## Your instructions
Leave out every picture, then transcribe the rest of the listing exactly.

-- Task inputs start --

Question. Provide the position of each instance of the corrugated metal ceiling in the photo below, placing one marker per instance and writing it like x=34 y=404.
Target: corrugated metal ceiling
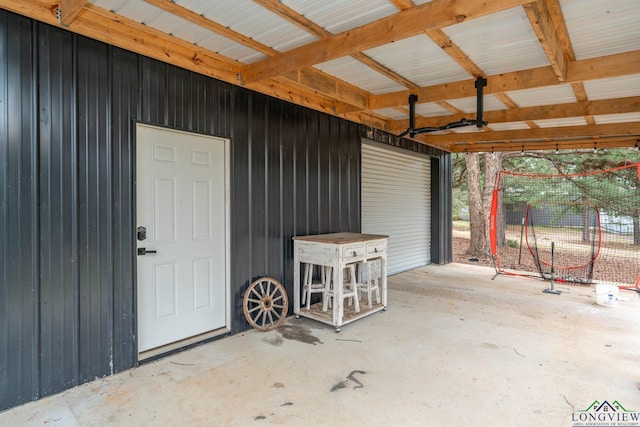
x=373 y=53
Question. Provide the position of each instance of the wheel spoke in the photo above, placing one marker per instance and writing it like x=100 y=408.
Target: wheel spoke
x=257 y=307
x=262 y=292
x=268 y=290
x=260 y=312
x=275 y=291
x=265 y=304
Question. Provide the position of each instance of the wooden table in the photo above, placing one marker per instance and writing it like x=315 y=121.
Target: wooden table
x=337 y=250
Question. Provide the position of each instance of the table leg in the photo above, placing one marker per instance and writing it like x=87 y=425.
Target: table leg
x=338 y=301
x=296 y=284
x=383 y=274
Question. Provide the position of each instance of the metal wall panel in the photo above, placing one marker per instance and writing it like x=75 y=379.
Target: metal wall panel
x=19 y=240
x=68 y=106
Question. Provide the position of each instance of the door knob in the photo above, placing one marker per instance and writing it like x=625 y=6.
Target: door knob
x=144 y=251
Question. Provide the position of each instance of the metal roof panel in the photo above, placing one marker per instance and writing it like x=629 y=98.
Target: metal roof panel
x=561 y=94
x=598 y=28
x=358 y=74
x=337 y=16
x=499 y=43
x=419 y=60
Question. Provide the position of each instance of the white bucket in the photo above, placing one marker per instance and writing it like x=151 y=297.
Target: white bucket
x=607 y=295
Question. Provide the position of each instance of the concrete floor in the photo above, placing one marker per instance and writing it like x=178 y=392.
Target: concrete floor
x=455 y=348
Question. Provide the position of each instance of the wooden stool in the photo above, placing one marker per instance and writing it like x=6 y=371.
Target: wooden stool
x=371 y=283
x=350 y=292
x=310 y=287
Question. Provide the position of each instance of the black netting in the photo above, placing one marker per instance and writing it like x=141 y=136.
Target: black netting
x=579 y=228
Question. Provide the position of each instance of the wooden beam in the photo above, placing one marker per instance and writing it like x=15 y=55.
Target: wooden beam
x=574 y=144
x=616 y=65
x=407 y=23
x=540 y=20
x=616 y=129
x=558 y=111
x=69 y=9
x=560 y=26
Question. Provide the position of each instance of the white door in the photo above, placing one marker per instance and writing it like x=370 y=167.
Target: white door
x=181 y=193
x=396 y=201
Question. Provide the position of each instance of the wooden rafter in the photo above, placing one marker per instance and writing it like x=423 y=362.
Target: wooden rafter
x=615 y=65
x=69 y=9
x=558 y=111
x=542 y=25
x=572 y=144
x=407 y=23
x=616 y=129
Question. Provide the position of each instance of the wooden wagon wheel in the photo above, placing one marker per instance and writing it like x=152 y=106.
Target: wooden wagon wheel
x=265 y=304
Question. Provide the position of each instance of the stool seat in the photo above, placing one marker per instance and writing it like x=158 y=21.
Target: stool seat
x=349 y=289
x=370 y=284
x=310 y=287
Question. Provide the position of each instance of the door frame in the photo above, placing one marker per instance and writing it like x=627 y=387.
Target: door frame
x=227 y=244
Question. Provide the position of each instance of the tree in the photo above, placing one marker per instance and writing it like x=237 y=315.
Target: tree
x=480 y=196
x=481 y=173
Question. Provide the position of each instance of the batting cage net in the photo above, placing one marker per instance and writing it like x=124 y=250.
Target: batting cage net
x=578 y=228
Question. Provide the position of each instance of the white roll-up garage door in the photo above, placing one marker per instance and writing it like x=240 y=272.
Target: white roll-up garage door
x=396 y=201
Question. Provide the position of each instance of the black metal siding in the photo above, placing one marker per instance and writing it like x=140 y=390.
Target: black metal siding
x=68 y=109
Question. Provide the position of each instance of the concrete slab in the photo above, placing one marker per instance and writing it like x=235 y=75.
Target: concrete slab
x=455 y=348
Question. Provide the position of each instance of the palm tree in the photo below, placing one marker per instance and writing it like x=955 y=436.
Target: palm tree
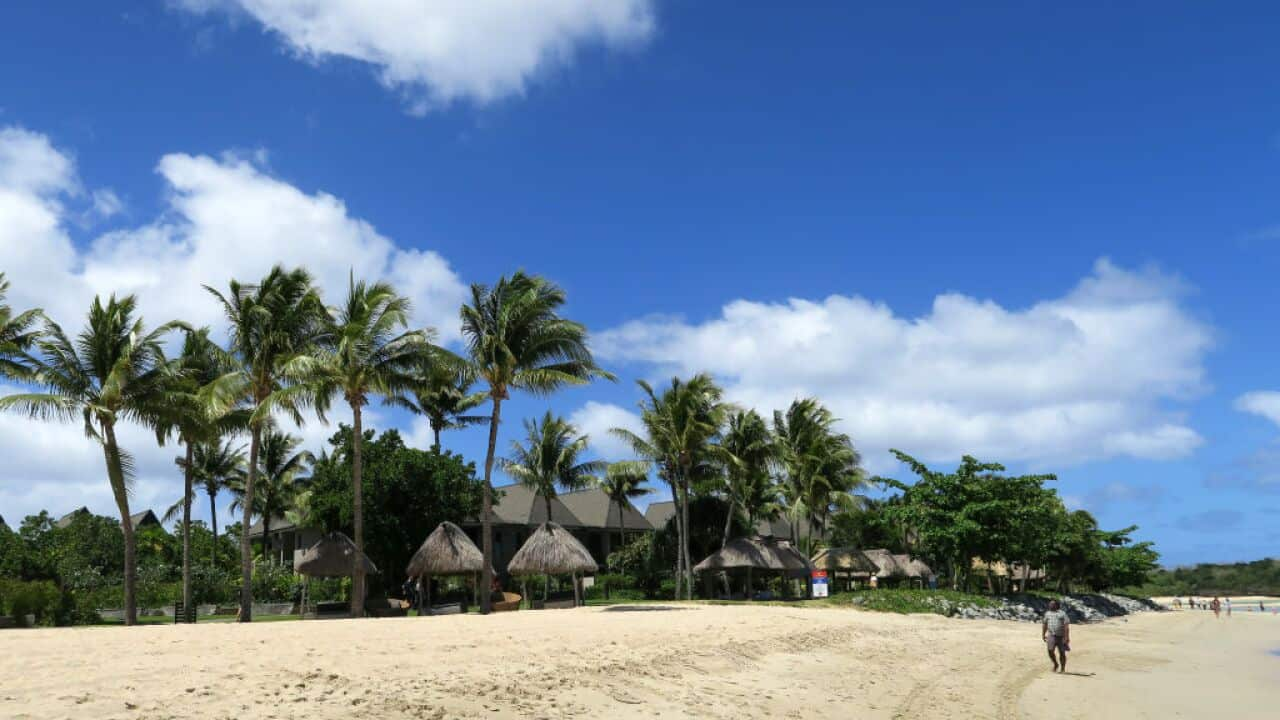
x=274 y=326
x=750 y=451
x=552 y=456
x=516 y=340
x=821 y=464
x=278 y=486
x=208 y=386
x=17 y=336
x=364 y=354
x=443 y=396
x=624 y=482
x=681 y=427
x=114 y=370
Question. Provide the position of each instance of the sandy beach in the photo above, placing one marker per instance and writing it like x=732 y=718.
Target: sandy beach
x=647 y=661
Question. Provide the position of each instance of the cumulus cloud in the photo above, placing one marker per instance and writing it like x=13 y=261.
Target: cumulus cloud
x=225 y=218
x=1265 y=404
x=1095 y=373
x=597 y=419
x=446 y=50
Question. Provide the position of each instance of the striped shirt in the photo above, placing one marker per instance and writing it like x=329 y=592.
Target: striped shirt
x=1055 y=620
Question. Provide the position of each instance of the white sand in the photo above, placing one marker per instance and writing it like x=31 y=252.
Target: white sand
x=698 y=661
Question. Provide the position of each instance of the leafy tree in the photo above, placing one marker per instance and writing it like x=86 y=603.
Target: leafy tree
x=368 y=350
x=18 y=335
x=442 y=393
x=517 y=340
x=752 y=451
x=414 y=490
x=681 y=427
x=552 y=456
x=279 y=465
x=274 y=327
x=113 y=372
x=625 y=482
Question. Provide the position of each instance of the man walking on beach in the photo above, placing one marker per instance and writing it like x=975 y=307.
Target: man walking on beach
x=1056 y=633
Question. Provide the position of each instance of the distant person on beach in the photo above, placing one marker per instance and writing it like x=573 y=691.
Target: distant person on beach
x=1056 y=633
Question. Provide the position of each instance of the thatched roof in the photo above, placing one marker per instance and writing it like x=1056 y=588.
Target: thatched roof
x=758 y=554
x=845 y=560
x=552 y=550
x=913 y=568
x=886 y=564
x=447 y=551
x=333 y=556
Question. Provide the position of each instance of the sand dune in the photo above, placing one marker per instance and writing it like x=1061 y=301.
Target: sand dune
x=644 y=661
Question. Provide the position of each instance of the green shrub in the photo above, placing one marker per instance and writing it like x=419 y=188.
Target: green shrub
x=35 y=597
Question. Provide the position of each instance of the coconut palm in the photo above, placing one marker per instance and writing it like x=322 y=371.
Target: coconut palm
x=278 y=483
x=208 y=384
x=624 y=482
x=821 y=464
x=750 y=454
x=274 y=326
x=553 y=456
x=681 y=427
x=516 y=340
x=114 y=370
x=366 y=351
x=17 y=336
x=442 y=393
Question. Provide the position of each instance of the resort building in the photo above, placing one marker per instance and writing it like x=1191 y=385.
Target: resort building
x=286 y=542
x=658 y=514
x=588 y=514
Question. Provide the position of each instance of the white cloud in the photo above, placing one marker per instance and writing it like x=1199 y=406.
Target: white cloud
x=446 y=50
x=1265 y=404
x=227 y=218
x=1087 y=376
x=597 y=419
x=224 y=218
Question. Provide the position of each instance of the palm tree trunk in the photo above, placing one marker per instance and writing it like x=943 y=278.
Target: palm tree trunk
x=213 y=516
x=246 y=550
x=186 y=528
x=357 y=491
x=115 y=473
x=487 y=510
x=689 y=560
x=547 y=579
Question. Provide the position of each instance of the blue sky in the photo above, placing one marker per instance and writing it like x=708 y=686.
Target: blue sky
x=1045 y=236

-- Task inputs end --

## Problem solution
Question. Provide the position of each instance of the corrugated metal ceiling in the photo below, placing one marker per instance and writing it like x=34 y=404.
Target: corrugated metal ceiling
x=373 y=53
Question. Provide the position of each instance of the wheel spoke in the photo above, placing one marker per instance and writing it like x=100 y=408.
Target: wheel spoke
x=257 y=307
x=262 y=292
x=268 y=290
x=260 y=312
x=275 y=291
x=265 y=304
Question. Provide the position of each instance of the wooden table in the photo above, placing one marker per instance and writing it like x=315 y=121.
Target: wooden table
x=337 y=250
Question. Provide the position of each instance of the table leg in the photo above, placing one marker per instance and writing it like x=87 y=425.
Target: table leg
x=338 y=301
x=296 y=284
x=383 y=274
Question. Provide the position of each instance of the metal wall panel in the photo above, placing one marker per instance and writing it like x=75 y=379.
Target: metal wall panel
x=19 y=240
x=68 y=106
Question. Provide the position of each instance of the door knob in the photo above, placing one marker per instance and writing it like x=625 y=6.
Target: door knob
x=144 y=251
Question. Provide the position of each instance of the metal roof panel in the photo above, placing one marker per instance and writing it like x=629 y=98.
Target: metal roof panel
x=561 y=94
x=598 y=28
x=358 y=74
x=337 y=16
x=499 y=43
x=419 y=60
Question. Provide the position of each instance of the white bucket in the photo above, placing one marker per instance and writing it like x=151 y=297.
Target: white bucket
x=607 y=295
Question. Provide the position of each instance of the concrete floor in the photo above, placing one marker per instance and writing it like x=178 y=392.
Target: concrete floor
x=455 y=348
Question. Provide the position of each instance of the wooden stool in the photo above, placing one marker per instance and writing it like x=6 y=371.
Target: wooden stool
x=371 y=283
x=350 y=292
x=310 y=287
Question. Provide the position of each instance of the black netting in the photo above, placing one marker per instance and writing it like x=141 y=136.
Target: black netting
x=579 y=228
Question. Provide the position of each instance of the wooden beam in the photo above, placing one marker per instance and writing it like x=15 y=55.
Target: wooden beam
x=574 y=144
x=616 y=65
x=407 y=23
x=540 y=20
x=616 y=129
x=558 y=111
x=69 y=9
x=560 y=26
Question. Provide the position of each instance of the white door in the photo above, placing one marker per instance and writing it like x=370 y=167.
Target: white door
x=181 y=193
x=396 y=201
Question. Provide the position of each instance of the wooden rafter in the photo above, placing one marker per instance and writing it like x=423 y=362.
Target: wooden rafter
x=615 y=65
x=69 y=9
x=558 y=111
x=542 y=25
x=572 y=144
x=407 y=23
x=616 y=129
Question. Provide the position of each instance of the wooden wagon wheel in the photo above, placing one marker per instance and writing it like x=152 y=106.
Target: wooden wagon wheel
x=265 y=304
Question. Provide the position of each instance of the stool seat in the photo above, placing one marker per instance and writing it like x=158 y=21.
Target: stool seat
x=349 y=289
x=370 y=284
x=310 y=287
Question. Provide the position of each instance of the door frame in the photo above, placing one marker per instance and writing it like x=627 y=387.
Target: door frame
x=227 y=244
Question. Provide the position of each instance of the tree in the photo above, placing one marker per instance and writing it like x=237 y=315.
Target: tree
x=480 y=196
x=481 y=173
Question. Provide the position of each instance of the batting cage net in the photo above, placing one marker per instance and writing it like x=124 y=250.
Target: batting cage net
x=578 y=228
Question. Provide the position of each instance of the white roll-up garage door in the photo above, placing one marker per instance and writing it like x=240 y=272.
Target: white roll-up garage door
x=396 y=201
Question. Provide the position of each instance of the black metal siding in the photo above, placing one marker per instance and writing it like x=140 y=390.
Target: black metal siding
x=68 y=109
Question. Provide the position of each instance of the concrete slab in the photo above, placing one marker per instance and writing it like x=235 y=75.
Target: concrete slab
x=455 y=348
Question. Provide the position of each instance of the palm tree in the photo below, placing one marker per instance and writing it like x=955 y=436.
Target: palm tree
x=274 y=326
x=750 y=451
x=552 y=456
x=516 y=340
x=821 y=464
x=278 y=486
x=208 y=386
x=17 y=336
x=364 y=354
x=443 y=396
x=624 y=482
x=681 y=427
x=114 y=370
Question. Provide the position of each instance of the sandy beach in the photo above, placing one marker per instance and writing it like x=732 y=718.
Target: sandy beach
x=647 y=661
Question. Provide the position of each instance of the cumulus cloud in the photo above, placing one marker per instance and writing it like x=13 y=261.
Target: cumulus cloud
x=225 y=218
x=1265 y=404
x=1095 y=373
x=597 y=419
x=446 y=50
Question. Provide the position of each instance of the striped shirt in the photo above, placing one marker per instance and writing it like x=329 y=592.
Target: striped shirt
x=1055 y=620
Question. Provide the position of each instance of the white sand in the photo above, placing one marker per instance and writing it like x=31 y=252.
Target: white sand
x=698 y=661
Question. Provide the position of each instance of the leafy tree in the photo above, placing one marker per instance and writing it like x=86 y=603.
Target: leafy tree
x=368 y=350
x=18 y=335
x=442 y=393
x=517 y=340
x=752 y=451
x=414 y=490
x=681 y=427
x=552 y=456
x=279 y=465
x=274 y=327
x=113 y=372
x=625 y=482
Question. Provide the position of each instance of the man walking on beach in the photo above, placing one marker per instance and writing it like x=975 y=307.
Target: man walking on beach
x=1056 y=633
Question. Provide the position of each instance of the distant person on beach in the photo above, placing one marker per instance and writing it like x=573 y=691.
Target: distant person on beach
x=1056 y=633
Question. Provide the position of each instance of the thatched roof in the photo above, placing one marker per instance and writing it like x=1056 y=588.
Target: thatched roof
x=758 y=554
x=845 y=560
x=552 y=550
x=913 y=568
x=886 y=564
x=447 y=551
x=333 y=556
Question. Provide the position of each instance of the sand dune in the photo above, placing one marker per instance and writing it like x=1061 y=301.
Target: sand dune
x=644 y=661
Question. Provide the position of each instance of the green shrub in the photo above, placing one marker per instance and writing it like x=419 y=188.
Target: green shrub
x=35 y=597
Question. Provide the position of each instance of the coconut palm in the photo above, placing one marker per instance and writing it like x=322 y=371.
Target: coconut palm
x=278 y=483
x=208 y=384
x=624 y=482
x=821 y=464
x=750 y=454
x=274 y=326
x=553 y=456
x=681 y=427
x=516 y=340
x=114 y=370
x=366 y=351
x=17 y=336
x=442 y=393
Question. Provide the position of each instance of the resort building in the photo above, placing one marker per instance and writing it like x=1191 y=385.
Target: resort building
x=286 y=542
x=658 y=514
x=588 y=514
Question. Provide the position of each instance of the white cloud in the photo above, placing one marker per instance and writing it like x=1199 y=406.
Target: white cloud
x=446 y=50
x=1265 y=404
x=227 y=218
x=1087 y=376
x=597 y=419
x=224 y=218
Question. Provide the position of each instance of the palm tree trunk in the photo above, placing one marker per instance and writing it like x=943 y=278.
Target: palm tree trunk
x=213 y=516
x=246 y=550
x=186 y=528
x=357 y=491
x=115 y=473
x=487 y=510
x=689 y=560
x=547 y=579
Question. Provide the position of each instance of the blue sky in the photo above, placing one marker per instance and writing it like x=708 y=686.
Target: blue sky
x=1045 y=236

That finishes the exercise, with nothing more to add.